[MATERIAL PROVIDED]:
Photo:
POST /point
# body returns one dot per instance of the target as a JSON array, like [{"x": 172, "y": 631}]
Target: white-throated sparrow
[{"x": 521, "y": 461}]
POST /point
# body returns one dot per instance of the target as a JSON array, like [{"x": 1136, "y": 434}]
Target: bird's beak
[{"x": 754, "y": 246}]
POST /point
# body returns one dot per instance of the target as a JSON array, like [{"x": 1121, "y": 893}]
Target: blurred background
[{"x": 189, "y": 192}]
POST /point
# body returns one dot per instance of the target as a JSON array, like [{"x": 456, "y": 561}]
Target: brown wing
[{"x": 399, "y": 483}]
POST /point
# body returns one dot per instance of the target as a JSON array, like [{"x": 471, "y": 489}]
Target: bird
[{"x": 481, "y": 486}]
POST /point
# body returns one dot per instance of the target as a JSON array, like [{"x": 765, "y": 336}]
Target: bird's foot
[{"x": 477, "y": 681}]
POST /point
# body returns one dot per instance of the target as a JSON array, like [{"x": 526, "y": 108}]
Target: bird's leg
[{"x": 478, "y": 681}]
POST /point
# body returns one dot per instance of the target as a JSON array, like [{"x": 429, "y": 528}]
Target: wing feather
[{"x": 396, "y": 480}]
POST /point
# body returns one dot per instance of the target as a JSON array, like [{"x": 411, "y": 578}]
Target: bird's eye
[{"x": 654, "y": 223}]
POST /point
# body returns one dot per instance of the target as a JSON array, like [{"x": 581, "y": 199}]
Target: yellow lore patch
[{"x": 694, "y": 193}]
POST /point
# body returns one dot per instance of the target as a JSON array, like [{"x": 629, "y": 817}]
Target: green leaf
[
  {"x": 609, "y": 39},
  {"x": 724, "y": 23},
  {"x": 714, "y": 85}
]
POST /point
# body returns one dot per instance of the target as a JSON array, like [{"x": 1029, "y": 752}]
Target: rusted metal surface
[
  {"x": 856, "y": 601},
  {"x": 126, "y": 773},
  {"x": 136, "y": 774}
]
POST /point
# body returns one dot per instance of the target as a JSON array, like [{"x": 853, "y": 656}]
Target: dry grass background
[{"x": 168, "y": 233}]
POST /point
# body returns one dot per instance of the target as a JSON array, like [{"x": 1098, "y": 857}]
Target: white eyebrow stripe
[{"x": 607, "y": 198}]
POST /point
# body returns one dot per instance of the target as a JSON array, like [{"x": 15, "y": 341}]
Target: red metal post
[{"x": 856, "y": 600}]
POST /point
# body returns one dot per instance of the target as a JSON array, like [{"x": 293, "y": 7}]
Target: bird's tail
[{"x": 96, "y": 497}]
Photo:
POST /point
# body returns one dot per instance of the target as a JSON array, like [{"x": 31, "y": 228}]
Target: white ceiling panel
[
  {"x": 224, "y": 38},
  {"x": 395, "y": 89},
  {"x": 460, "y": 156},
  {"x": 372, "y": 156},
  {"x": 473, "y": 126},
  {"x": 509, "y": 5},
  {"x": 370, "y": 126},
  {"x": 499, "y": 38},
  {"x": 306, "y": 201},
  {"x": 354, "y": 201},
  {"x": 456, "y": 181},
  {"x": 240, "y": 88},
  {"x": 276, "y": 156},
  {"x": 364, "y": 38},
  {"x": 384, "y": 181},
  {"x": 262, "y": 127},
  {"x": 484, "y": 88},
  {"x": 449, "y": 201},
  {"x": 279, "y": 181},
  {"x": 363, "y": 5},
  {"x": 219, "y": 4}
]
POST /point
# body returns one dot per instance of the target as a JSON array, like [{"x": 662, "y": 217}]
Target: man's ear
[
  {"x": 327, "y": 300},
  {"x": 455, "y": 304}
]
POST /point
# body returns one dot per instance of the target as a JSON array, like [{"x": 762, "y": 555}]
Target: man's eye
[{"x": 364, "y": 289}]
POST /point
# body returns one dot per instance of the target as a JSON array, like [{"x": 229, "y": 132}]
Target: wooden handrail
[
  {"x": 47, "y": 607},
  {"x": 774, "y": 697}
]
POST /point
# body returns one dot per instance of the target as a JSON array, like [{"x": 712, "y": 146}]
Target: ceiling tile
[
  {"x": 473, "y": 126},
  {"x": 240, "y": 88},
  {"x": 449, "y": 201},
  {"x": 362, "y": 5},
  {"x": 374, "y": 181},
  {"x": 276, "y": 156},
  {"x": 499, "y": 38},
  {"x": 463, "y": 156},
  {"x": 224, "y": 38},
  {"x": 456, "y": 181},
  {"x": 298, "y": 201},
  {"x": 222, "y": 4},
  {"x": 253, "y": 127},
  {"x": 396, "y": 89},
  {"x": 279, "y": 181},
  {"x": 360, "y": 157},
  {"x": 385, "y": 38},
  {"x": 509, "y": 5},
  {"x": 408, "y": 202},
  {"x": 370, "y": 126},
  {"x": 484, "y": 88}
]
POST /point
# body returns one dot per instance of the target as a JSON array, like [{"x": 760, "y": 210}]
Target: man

[DESCRIPTION OF THE TASK]: All of the entries above should be written out again exactly.

[RESPONSE]:
Photo:
POST /point
# body returns one dot per instance of the target as a JSON array, like [{"x": 172, "y": 631}]
Target: white-throated sparrow
[{"x": 521, "y": 461}]
POST /point
# body returns one dot per instance of the target as a JSON array, like [{"x": 1136, "y": 434}]
Target: bird's beak
[{"x": 754, "y": 246}]
POST /point
# body returns one dot per instance of the target as a JSON array, like [{"x": 1121, "y": 893}]
Target: blurred background
[{"x": 189, "y": 192}]
POST /point
# body returns one dot per instance of the target as a JSON array, like [{"x": 456, "y": 561}]
Target: brown wing
[{"x": 399, "y": 483}]
POST /point
# body returns one dot per instance of the target as a JSON array, like [{"x": 471, "y": 489}]
Target: bird
[{"x": 481, "y": 486}]
POST /point
# body returns one dot per instance of the target as a JSON array, like [{"x": 765, "y": 336}]
Target: bird's foot
[{"x": 477, "y": 681}]
POST /point
# body returns one dot per instance of the target as a JSON array, like [{"x": 526, "y": 108}]
Target: bird's leg
[{"x": 478, "y": 681}]
POST /point
# body returns one dot per instance of the target as a JSON array, like [{"x": 429, "y": 528}]
Target: wing feather
[{"x": 396, "y": 480}]
POST /point
# body returns one dot per instance of the target as a JSON array, like [{"x": 411, "y": 578}]
Target: bird's eye
[{"x": 654, "y": 223}]
POST /point
# body returns one dot per instance of the target as a JSON array, like [{"x": 581, "y": 199}]
Target: yellow lore patch
[{"x": 694, "y": 193}]
POST /point
# body returns one dot per instance of the target as a JSON array, like [{"x": 629, "y": 817}]
Target: green leaf
[
  {"x": 609, "y": 39},
  {"x": 724, "y": 23},
  {"x": 714, "y": 85}
]
POST /point
# body returns one dot per instance of the target as a JSON array, like [{"x": 1029, "y": 752}]
Target: rusted metal surface
[
  {"x": 856, "y": 601},
  {"x": 126, "y": 773},
  {"x": 136, "y": 774}
]
POST /point
# body returns one dot per instance of the target as a JSON array, like [{"x": 853, "y": 656}]
Target: dry grass background
[{"x": 168, "y": 233}]
POST /point
# body returns one dot per instance of the target as a JSON array, like [{"x": 1098, "y": 857}]
Target: white eyebrow stripe
[{"x": 607, "y": 198}]
POST /point
# body returns one dot per instance of the target as a JSON array, like [{"x": 15, "y": 341}]
Target: red metal post
[{"x": 856, "y": 600}]
POST /point
# body returns one dot per instance of the target as a JSON array, like [{"x": 293, "y": 7}]
Target: bird's tail
[{"x": 96, "y": 497}]
Photo:
POST /point
# body returns one dot per instance of the target as a JSON array, like [{"x": 31, "y": 228}]
Target: white ceiling panel
[
  {"x": 224, "y": 38},
  {"x": 395, "y": 89},
  {"x": 460, "y": 156},
  {"x": 372, "y": 156},
  {"x": 473, "y": 126},
  {"x": 509, "y": 5},
  {"x": 370, "y": 126},
  {"x": 499, "y": 38},
  {"x": 306, "y": 201},
  {"x": 354, "y": 201},
  {"x": 456, "y": 181},
  {"x": 240, "y": 88},
  {"x": 276, "y": 156},
  {"x": 364, "y": 38},
  {"x": 384, "y": 181},
  {"x": 262, "y": 127},
  {"x": 484, "y": 88},
  {"x": 449, "y": 201},
  {"x": 279, "y": 181},
  {"x": 363, "y": 5},
  {"x": 219, "y": 4}
]
POST /point
# body returns one dot per instance of the target as a JSON array, like [{"x": 662, "y": 217}]
Target: man's ear
[
  {"x": 327, "y": 300},
  {"x": 455, "y": 304}
]
POST /point
# body returns one dot per instance of the target as a JSON array, like [{"x": 762, "y": 555}]
Target: man's eye
[{"x": 364, "y": 289}]
POST /point
# body returns one dot per instance of the target as a JSON array, like [{"x": 229, "y": 132}]
Target: wooden handrail
[
  {"x": 47, "y": 607},
  {"x": 774, "y": 697}
]
POST /point
# body returns one dot per instance of the target as a JSON array, like [{"x": 712, "y": 146}]
Target: ceiling tile
[
  {"x": 473, "y": 126},
  {"x": 240, "y": 88},
  {"x": 449, "y": 201},
  {"x": 362, "y": 5},
  {"x": 374, "y": 181},
  {"x": 276, "y": 156},
  {"x": 499, "y": 38},
  {"x": 463, "y": 156},
  {"x": 224, "y": 38},
  {"x": 456, "y": 181},
  {"x": 298, "y": 201},
  {"x": 222, "y": 4},
  {"x": 253, "y": 127},
  {"x": 396, "y": 89},
  {"x": 279, "y": 181},
  {"x": 360, "y": 157},
  {"x": 385, "y": 38},
  {"x": 509, "y": 5},
  {"x": 408, "y": 202},
  {"x": 370, "y": 126},
  {"x": 484, "y": 88}
]
POST /point
# body returns one dot per instance of the target as a JSON array, like [{"x": 760, "y": 210}]
Target: man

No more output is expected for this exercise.